• [Working data]

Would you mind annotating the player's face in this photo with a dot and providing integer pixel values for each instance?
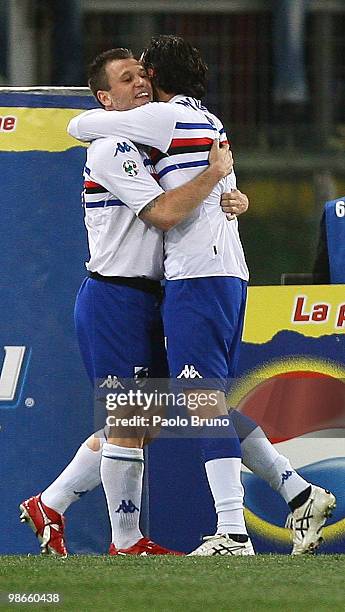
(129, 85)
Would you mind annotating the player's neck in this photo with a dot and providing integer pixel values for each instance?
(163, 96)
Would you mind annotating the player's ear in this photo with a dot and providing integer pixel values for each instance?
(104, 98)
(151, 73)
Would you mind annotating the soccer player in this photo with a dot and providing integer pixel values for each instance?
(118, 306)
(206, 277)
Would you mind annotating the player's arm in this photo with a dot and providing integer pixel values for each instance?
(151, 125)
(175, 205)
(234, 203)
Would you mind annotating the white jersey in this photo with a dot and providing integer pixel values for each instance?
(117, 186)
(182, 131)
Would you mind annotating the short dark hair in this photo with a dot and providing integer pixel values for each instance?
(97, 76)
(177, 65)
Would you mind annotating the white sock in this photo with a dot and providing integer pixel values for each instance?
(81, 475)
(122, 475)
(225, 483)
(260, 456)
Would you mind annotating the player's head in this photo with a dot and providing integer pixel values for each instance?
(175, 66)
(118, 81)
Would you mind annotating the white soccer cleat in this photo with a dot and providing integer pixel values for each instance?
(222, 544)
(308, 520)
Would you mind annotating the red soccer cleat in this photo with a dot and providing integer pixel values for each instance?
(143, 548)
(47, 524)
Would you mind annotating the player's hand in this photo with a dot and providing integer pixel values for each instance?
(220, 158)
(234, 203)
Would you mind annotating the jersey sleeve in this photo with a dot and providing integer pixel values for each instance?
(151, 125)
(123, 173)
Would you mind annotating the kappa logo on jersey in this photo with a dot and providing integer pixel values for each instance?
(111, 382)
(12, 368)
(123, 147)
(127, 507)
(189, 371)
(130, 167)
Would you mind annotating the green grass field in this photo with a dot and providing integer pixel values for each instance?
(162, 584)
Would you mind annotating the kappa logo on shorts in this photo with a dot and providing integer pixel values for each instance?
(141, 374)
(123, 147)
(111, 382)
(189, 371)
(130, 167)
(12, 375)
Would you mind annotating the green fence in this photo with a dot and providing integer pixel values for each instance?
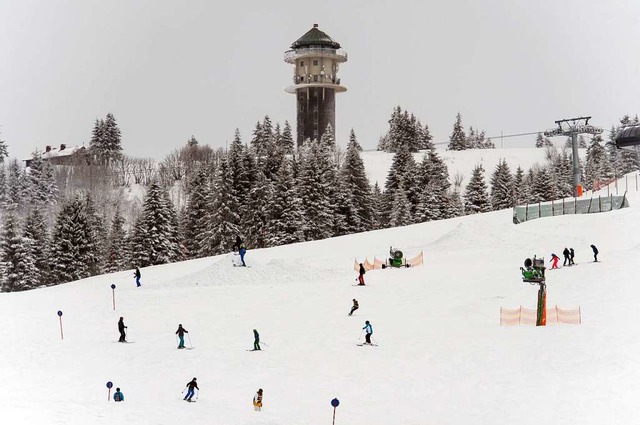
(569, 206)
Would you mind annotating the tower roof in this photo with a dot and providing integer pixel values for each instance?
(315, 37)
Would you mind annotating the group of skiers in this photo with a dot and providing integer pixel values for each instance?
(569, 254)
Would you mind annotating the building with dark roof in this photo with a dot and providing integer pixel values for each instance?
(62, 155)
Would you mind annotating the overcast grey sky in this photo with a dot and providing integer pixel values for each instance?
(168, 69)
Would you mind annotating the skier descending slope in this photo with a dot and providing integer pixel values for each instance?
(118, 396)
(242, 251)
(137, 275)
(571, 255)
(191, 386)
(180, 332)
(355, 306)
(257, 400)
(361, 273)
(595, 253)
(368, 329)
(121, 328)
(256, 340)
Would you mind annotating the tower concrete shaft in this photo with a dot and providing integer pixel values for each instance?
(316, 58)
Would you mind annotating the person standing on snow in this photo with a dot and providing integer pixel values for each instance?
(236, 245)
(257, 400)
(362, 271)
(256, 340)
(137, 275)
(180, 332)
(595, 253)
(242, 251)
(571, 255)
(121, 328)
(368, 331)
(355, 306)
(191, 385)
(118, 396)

• [Written task] Rescale the stretch from the line containing "Would you mind annotating the tower concrete" through the end of the records, writing every line again with its request. Multiply each coordinate by 1.9 and round to a whole number, with halves going up.

• [Response for this exercise]
Would you mind annotating the tower concrete shaft in this photo with a dot and providing integer pixel values for each instance?
(600, 110)
Would you mind annotating the person standing on snow in this photo with a dot and providing integer pixel values for each instance?
(448, 466)
(488, 760)
(688, 515)
(486, 646)
(260, 523)
(342, 631)
(1131, 481)
(460, 477)
(1085, 485)
(230, 623)
(699, 629)
(675, 581)
(363, 732)
(224, 752)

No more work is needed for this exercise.